_Material supplied_
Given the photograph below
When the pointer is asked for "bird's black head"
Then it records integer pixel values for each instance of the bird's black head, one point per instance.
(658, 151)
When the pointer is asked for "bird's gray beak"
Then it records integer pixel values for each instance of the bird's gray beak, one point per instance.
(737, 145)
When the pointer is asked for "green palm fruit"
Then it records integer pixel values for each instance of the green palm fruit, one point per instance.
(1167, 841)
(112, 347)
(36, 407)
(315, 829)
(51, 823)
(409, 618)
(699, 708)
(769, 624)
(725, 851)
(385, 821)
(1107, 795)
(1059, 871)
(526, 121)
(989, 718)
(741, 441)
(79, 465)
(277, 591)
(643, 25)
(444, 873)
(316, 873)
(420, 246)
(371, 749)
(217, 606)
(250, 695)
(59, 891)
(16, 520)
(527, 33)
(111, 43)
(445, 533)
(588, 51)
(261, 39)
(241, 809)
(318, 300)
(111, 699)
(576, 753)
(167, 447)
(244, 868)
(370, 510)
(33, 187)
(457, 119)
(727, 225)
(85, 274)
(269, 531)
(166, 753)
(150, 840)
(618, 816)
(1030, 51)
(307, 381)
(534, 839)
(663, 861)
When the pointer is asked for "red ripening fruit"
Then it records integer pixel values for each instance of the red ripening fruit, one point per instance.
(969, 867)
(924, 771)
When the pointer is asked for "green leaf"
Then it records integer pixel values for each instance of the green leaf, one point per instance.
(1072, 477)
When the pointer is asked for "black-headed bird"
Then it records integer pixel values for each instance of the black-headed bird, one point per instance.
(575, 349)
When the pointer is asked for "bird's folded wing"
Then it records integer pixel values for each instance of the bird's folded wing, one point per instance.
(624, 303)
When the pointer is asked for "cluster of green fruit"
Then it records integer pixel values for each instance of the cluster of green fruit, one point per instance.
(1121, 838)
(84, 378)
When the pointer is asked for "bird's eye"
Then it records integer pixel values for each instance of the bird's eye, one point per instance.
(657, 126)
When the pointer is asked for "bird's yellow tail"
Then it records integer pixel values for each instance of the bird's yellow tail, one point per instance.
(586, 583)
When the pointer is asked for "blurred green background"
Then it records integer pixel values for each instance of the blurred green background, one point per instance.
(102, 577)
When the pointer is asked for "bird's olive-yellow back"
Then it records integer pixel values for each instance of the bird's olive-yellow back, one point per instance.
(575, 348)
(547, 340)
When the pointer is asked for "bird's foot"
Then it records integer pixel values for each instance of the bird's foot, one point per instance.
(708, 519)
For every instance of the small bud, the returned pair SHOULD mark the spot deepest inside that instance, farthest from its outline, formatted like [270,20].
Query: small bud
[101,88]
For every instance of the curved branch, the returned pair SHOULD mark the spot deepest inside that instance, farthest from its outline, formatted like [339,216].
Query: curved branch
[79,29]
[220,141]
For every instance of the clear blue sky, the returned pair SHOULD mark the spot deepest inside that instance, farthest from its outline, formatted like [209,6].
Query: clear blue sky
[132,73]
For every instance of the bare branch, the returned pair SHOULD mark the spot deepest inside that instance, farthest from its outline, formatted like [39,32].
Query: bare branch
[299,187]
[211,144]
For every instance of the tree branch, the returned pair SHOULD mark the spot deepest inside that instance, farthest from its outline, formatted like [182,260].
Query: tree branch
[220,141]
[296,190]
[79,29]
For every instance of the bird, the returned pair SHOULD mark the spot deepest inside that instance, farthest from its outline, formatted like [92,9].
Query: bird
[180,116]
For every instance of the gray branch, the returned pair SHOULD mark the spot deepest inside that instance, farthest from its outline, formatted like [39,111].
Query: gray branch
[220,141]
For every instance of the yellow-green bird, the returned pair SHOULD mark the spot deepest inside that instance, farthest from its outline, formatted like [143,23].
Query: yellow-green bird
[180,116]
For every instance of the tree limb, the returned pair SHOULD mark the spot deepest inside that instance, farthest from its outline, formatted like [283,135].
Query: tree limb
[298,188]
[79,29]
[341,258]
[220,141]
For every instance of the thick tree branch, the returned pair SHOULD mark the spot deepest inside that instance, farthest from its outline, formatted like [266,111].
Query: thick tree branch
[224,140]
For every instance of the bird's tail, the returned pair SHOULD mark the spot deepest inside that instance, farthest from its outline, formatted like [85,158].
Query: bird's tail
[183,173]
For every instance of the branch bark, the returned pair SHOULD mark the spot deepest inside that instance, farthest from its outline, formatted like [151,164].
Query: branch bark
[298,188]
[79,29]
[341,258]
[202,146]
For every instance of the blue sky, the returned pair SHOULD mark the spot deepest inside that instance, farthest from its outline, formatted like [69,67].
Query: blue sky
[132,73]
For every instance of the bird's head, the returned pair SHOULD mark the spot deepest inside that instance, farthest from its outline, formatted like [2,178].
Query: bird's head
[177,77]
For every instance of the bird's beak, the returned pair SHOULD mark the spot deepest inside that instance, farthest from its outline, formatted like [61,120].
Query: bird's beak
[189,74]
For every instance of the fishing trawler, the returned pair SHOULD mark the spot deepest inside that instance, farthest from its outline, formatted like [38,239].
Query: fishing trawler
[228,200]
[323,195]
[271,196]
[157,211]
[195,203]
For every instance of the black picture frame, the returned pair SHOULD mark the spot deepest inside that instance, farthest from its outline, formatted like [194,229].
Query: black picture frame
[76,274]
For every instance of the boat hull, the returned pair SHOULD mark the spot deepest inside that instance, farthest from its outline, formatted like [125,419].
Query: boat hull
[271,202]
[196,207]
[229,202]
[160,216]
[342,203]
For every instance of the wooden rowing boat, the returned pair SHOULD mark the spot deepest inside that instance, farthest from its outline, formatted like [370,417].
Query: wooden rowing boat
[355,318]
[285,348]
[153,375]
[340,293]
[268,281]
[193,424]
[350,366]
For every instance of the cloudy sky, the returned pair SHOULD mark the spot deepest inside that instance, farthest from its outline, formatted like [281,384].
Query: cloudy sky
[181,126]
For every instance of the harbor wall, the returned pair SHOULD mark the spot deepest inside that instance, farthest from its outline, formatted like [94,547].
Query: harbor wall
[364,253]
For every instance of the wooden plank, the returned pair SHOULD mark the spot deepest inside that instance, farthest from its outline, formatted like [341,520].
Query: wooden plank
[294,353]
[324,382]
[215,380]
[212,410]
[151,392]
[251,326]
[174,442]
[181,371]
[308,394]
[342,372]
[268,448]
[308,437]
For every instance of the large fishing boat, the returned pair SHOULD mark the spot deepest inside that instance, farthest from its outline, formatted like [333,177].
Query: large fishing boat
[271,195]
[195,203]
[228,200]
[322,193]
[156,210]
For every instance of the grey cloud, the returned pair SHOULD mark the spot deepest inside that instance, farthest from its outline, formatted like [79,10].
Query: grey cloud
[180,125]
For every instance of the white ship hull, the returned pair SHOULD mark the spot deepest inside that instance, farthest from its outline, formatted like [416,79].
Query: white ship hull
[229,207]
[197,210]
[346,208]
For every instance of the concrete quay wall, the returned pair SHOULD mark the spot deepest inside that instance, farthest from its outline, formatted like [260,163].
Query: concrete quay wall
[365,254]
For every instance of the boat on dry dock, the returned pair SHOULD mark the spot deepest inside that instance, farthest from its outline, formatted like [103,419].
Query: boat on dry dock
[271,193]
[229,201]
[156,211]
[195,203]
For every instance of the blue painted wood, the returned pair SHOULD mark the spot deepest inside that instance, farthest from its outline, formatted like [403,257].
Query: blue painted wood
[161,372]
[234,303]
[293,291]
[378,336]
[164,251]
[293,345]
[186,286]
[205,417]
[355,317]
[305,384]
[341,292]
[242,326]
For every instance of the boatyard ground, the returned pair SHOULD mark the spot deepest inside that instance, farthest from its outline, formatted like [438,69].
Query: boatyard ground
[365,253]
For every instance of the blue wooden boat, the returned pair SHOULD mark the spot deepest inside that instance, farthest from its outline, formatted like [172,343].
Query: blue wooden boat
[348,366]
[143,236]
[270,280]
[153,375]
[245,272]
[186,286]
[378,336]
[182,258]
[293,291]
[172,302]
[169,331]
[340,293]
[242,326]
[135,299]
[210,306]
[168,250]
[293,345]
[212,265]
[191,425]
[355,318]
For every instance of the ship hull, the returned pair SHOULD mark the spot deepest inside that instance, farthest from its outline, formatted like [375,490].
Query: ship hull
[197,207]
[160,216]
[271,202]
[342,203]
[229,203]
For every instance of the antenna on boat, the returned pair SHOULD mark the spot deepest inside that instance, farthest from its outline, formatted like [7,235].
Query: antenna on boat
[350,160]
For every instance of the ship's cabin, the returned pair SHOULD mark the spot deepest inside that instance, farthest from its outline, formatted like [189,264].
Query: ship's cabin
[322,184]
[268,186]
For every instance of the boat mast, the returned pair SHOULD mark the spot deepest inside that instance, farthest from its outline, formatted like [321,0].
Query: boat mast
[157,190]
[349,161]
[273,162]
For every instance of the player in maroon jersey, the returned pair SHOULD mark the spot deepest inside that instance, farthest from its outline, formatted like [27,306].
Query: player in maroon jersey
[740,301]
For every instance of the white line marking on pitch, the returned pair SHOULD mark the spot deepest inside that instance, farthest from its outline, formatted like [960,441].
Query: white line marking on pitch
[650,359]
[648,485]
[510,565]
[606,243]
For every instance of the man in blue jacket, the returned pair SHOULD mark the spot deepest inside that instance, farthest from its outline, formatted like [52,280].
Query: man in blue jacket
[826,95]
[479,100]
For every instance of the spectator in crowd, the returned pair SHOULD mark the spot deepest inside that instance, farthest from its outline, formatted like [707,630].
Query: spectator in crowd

_About this task_
Each line in the data that holds the string "crowd" must be returned.

_Worked solution_
For every instance of the spectator in crowd, the returned pair SHOULD mark the spot deepest inside that instance, farthest from its outline, formatted like [707,630].
Query: spectator in crowd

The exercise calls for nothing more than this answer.